The problem
Copy out, character for character, the lines starting with the line containing "In the photo above, where can the player" and going on through the line containing "point(209, 232)", both of those lines included.

Extracted entries
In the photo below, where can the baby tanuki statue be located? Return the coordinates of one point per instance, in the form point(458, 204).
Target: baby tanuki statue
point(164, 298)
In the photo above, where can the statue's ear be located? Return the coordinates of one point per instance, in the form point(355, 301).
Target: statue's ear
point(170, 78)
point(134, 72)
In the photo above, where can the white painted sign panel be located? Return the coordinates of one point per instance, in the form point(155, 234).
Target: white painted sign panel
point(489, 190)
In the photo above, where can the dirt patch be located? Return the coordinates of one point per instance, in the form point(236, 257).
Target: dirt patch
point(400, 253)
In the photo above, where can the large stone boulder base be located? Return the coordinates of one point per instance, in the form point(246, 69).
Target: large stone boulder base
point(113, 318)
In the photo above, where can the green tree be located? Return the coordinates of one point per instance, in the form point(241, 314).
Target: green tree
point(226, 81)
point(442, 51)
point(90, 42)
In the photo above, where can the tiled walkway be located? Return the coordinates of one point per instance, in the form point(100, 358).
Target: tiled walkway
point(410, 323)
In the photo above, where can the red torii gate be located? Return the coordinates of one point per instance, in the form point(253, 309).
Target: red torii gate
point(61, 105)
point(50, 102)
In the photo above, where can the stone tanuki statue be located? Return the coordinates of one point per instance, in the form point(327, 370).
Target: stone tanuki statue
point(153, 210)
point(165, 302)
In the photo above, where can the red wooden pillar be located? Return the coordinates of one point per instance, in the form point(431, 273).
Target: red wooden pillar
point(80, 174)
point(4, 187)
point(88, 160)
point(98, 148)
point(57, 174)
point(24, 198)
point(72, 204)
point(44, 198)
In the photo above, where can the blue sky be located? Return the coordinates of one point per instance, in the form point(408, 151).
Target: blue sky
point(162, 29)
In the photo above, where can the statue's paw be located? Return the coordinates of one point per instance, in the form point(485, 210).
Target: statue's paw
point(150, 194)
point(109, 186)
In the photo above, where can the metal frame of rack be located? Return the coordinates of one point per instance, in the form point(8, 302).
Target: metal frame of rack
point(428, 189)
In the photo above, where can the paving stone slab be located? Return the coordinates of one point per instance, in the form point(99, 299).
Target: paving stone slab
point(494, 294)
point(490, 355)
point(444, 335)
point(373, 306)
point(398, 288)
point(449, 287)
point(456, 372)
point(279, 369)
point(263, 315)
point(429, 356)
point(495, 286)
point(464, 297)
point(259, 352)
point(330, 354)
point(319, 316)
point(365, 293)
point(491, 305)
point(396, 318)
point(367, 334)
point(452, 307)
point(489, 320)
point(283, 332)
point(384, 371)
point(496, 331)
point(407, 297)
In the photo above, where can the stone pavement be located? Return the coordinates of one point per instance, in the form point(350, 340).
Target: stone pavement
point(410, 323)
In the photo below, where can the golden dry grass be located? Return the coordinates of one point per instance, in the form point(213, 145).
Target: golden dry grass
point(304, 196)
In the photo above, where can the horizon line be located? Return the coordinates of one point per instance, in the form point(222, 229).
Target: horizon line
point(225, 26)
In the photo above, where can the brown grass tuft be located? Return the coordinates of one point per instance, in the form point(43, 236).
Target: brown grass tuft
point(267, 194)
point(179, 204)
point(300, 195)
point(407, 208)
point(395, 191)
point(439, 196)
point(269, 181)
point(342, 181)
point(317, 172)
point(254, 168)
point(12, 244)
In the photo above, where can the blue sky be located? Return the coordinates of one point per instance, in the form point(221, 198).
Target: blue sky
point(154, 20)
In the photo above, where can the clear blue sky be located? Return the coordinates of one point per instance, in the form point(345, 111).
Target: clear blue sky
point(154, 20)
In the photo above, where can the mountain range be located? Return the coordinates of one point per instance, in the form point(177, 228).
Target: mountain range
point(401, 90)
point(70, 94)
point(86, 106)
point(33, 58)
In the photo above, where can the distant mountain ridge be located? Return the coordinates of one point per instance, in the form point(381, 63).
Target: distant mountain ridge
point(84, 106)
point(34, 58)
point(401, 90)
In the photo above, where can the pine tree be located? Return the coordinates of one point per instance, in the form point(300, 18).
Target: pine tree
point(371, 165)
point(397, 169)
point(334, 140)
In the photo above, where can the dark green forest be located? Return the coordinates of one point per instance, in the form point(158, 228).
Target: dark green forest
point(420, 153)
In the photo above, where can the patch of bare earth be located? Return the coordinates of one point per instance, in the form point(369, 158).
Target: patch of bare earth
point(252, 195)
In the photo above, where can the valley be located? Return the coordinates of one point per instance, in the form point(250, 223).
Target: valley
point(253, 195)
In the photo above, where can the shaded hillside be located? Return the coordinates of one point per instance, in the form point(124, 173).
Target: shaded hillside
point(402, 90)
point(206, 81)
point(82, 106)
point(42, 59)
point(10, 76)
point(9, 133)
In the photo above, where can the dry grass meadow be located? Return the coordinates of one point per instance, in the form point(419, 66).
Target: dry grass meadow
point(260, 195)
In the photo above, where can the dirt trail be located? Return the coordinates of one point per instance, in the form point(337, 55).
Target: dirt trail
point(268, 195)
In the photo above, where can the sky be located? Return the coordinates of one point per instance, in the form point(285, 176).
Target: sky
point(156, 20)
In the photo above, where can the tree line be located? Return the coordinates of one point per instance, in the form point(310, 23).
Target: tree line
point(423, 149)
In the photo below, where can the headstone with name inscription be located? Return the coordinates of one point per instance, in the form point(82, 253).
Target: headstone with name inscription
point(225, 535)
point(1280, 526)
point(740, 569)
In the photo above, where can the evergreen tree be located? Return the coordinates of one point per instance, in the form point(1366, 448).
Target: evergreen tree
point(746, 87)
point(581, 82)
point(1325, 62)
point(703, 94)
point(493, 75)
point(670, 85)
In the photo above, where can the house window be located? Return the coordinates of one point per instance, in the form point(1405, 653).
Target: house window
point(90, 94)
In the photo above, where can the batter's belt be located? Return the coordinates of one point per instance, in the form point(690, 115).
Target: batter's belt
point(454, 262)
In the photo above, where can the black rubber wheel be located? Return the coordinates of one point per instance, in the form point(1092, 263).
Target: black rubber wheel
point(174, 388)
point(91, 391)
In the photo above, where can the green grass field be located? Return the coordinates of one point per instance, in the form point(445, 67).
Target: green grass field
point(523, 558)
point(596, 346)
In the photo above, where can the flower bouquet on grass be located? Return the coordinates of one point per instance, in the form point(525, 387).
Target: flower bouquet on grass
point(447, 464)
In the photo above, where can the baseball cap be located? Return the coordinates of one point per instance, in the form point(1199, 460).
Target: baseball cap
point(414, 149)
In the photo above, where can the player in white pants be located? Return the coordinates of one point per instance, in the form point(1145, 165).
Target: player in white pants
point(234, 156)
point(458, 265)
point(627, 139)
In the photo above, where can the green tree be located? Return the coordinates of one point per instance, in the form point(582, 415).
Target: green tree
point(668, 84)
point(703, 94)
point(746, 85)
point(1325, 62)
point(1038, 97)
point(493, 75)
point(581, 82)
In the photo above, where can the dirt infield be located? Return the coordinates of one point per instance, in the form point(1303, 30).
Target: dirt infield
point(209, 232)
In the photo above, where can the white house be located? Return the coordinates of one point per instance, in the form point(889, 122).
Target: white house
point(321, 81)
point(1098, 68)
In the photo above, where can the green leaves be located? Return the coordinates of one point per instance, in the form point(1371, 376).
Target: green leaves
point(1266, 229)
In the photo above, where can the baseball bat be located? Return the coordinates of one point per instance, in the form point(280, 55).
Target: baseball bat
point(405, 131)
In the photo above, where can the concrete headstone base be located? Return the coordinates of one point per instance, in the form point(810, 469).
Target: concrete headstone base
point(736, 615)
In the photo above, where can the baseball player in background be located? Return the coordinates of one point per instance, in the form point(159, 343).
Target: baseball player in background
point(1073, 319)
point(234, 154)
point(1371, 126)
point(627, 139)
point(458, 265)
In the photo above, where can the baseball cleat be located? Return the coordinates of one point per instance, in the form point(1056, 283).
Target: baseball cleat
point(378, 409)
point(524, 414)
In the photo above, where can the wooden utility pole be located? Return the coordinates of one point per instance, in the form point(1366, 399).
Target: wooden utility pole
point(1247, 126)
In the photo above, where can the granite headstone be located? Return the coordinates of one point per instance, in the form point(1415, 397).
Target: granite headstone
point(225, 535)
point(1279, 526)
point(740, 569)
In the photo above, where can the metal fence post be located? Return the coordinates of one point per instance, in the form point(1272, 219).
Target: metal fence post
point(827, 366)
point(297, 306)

Written solution
In the photo above, where can the player in white pants be located? Return the coordinates of one point per instance, in the form point(1145, 165).
Target: player in white pants
point(234, 156)
point(458, 265)
point(627, 139)
In the photo above, where can the green tree be located? Return the coordinates of one point per instance, in the form point(582, 415).
Target: green tree
point(668, 84)
point(703, 94)
point(746, 85)
point(1325, 62)
point(1038, 97)
point(493, 75)
point(581, 82)
In the photo above, where can the dirt infield be located? Return the coordinates of one point per instance, in the form point(1303, 30).
Target: dirt infield
point(209, 232)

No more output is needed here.